STORED ROWS –
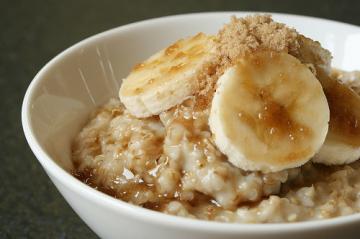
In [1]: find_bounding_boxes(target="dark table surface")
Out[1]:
[0,0,360,238]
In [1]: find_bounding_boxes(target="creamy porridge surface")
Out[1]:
[73,14,360,223]
[74,96,360,223]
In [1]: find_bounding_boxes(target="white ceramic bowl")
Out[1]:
[22,12,360,239]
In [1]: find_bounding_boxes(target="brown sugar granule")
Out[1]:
[217,15,300,65]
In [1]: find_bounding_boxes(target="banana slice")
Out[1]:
[119,33,214,117]
[209,51,329,172]
[313,68,360,165]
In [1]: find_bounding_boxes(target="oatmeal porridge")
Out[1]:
[72,15,360,223]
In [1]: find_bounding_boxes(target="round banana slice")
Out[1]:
[209,51,329,172]
[313,69,360,165]
[119,33,214,117]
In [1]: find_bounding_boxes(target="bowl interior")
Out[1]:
[25,13,360,176]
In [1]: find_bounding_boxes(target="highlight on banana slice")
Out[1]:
[313,68,360,165]
[209,51,329,172]
[119,33,214,117]
[72,15,360,223]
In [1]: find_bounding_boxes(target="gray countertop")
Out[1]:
[0,0,360,238]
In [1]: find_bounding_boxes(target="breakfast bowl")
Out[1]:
[22,12,360,239]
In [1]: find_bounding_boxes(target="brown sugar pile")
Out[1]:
[217,15,300,65]
[197,15,331,108]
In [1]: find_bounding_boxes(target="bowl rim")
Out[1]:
[21,11,360,234]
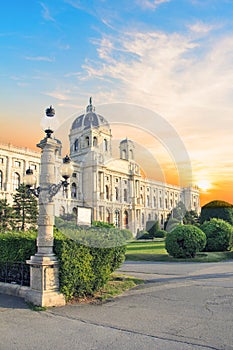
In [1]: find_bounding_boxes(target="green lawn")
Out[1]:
[126,240,233,262]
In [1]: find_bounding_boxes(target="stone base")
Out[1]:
[25,289,66,307]
[25,255,66,306]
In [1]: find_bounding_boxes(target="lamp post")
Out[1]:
[24,106,73,306]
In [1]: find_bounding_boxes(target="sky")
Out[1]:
[0,0,233,205]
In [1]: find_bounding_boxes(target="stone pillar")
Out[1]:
[26,137,65,306]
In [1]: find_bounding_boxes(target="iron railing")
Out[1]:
[0,262,30,286]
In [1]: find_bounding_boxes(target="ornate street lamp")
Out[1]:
[24,106,73,306]
[23,154,74,199]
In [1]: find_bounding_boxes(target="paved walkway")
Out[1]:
[0,261,233,350]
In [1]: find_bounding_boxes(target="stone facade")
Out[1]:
[0,100,200,234]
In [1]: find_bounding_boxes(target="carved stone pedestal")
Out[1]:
[25,256,65,307]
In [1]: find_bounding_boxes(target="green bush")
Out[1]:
[146,220,160,239]
[0,229,126,300]
[165,225,206,258]
[166,217,180,232]
[200,200,233,225]
[154,230,167,238]
[120,228,133,241]
[136,230,151,239]
[201,218,233,252]
[0,231,36,263]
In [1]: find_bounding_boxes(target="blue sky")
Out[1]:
[0,0,233,202]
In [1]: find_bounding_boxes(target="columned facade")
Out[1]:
[0,99,200,234]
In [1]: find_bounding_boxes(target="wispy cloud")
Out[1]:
[40,2,56,22]
[44,90,71,101]
[25,56,55,62]
[187,21,219,34]
[78,27,233,190]
[137,0,171,10]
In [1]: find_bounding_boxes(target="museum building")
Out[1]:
[0,99,200,234]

SET EXERCISE –
Write out all the entries above again, changing every "banana slice" to "apple slice" and keeping everything else the same. Leave the pictures out.

CORRECT ANSWER –
In [1]: find_bounding_boxes(target="dark table surface")
Out[1]:
[0,0,360,238]
In [1]: find_bounding_boxes(target="creamy porridge surface")
Out[1]:
[73,14,360,223]
[74,96,360,223]
In [1]: find_bounding_boxes(target="white ceramic bowl")
Out[1]:
[22,12,360,239]
In [1]: find_bounding_boxes(target="brown sugar granule")
Out[1]:
[217,15,300,65]
In [1]: find_bounding_boxes(target="apple slice")
Out[1]:
[119,33,214,117]
[209,51,329,172]
[313,68,360,165]
In [1]: find_bounding_boxes(target="oatmeal porridge")
Out[1]:
[72,15,360,223]
In [1]: find_bounding_boxes(target="round apple slice")
Out[1]:
[209,51,329,172]
[313,69,360,165]
[119,33,214,117]
In [1]: find_bounding_boxes(target="bowl interior")
Out[1]:
[25,13,360,176]
In [1]: find_bounding_boxes(target="highlight on apple slice")
Out[1]:
[313,68,360,165]
[209,51,329,172]
[119,33,214,117]
[72,15,360,223]
In [1]: find_bounding_boxes(target="gray countertop")
Out[1]:
[0,0,360,238]
In [1]: find_bounding_boxes(target="breakfast bowl")
Out[1]:
[22,12,360,239]
In [1]: find_bounding_boxes(target="brown sugar pile")
Out[1]:
[217,15,300,65]
[197,15,331,108]
In [1]: find_bounding_boxes(target="bowl rim")
Out[1]:
[21,11,360,234]
In [1]: find_bounding_boxes(target="green lawn")
Out[1]:
[126,240,233,262]
In [1]: find_bounding_boxes(target="stone base")
Out[1]:
[25,289,66,307]
[25,255,66,306]
In [1]: find_bounding_boxes(target="lamp post")
Out[1]:
[24,106,73,306]
In [1]: find_bounding_boxes(target="sky")
Out[1]:
[0,0,233,205]
In [1]: find_bounding_boxes(target="stone pillar")
Out[1]:
[26,137,65,306]
In [1]: find_bounding_boxes(target="iron railing")
Out[1]:
[0,262,30,286]
In [1]: find_bounding_boxes(target="ornate street lamp")
Out[1]:
[24,106,73,306]
[23,154,74,199]
In [1]: find_bounding_boxes(target="paved walkway")
Out[1]:
[0,261,233,350]
In [1]: find_bounding_boxes(target="stone facade")
Out[1]:
[0,100,200,234]
In [1]: find_bounding_boxes(target="carved stone pedestal")
Out[1]:
[25,256,65,307]
In [1]: find_bounding_boxes(target="green bush")
Out[1]:
[146,220,160,239]
[0,229,126,300]
[165,225,206,258]
[166,217,180,232]
[200,200,233,225]
[154,230,167,238]
[120,228,133,241]
[136,230,151,239]
[201,218,233,252]
[0,231,36,263]
In [1]: find_bounding_boxes(target="blue sky")
Out[1]:
[0,0,233,202]
In [1]: find_bounding_boxes(target="columned facade")
Out[1]:
[0,99,200,234]
In [1]: find_bounding_boxes(target="wispy cloud")
Out[1]:
[40,2,56,22]
[44,90,71,101]
[25,56,55,62]
[187,21,219,34]
[78,27,233,190]
[137,0,171,10]
In [1]: find_bounding_boxes(target="museum building")
Out[1]:
[0,99,200,234]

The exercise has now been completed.